Material shown |
━━━━━━━━━━

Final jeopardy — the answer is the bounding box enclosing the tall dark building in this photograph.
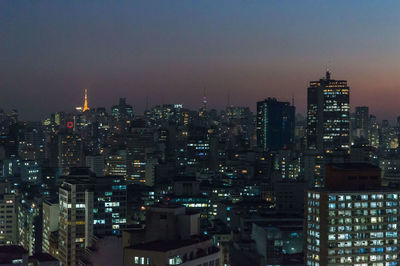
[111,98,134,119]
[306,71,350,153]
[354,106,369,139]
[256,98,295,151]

━━━━━━━━━━

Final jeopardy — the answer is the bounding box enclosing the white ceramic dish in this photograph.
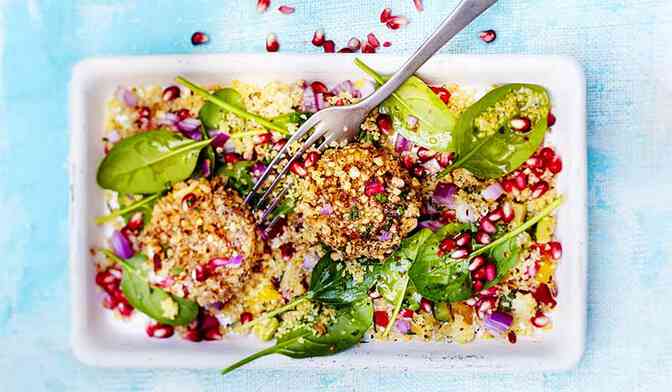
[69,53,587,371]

━━━━━━━━━━

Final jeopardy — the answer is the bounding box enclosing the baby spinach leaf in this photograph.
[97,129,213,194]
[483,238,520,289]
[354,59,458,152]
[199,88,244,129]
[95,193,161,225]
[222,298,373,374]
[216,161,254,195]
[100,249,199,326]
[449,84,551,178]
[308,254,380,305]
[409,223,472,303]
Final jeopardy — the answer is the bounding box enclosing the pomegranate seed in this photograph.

━━━━━━━━━━

What the exercise asks |
Look above for the line with "leaf in this photograph." and the line with "seed in this photograph.". Write out those two lines and all the lines between them, exactly, and no others.

Task response |
Final jeopardy — the answer is the bounding box enclosing the baby spinach leaf in this photograph.
[97,129,213,194]
[483,238,520,289]
[354,59,458,152]
[199,88,244,129]
[95,193,161,225]
[222,298,373,374]
[216,161,254,195]
[100,249,199,326]
[449,84,551,178]
[308,254,380,305]
[409,223,472,303]
Final jeopardy — the answer is the bounding box enclosing the pomegranate seed in this photograph.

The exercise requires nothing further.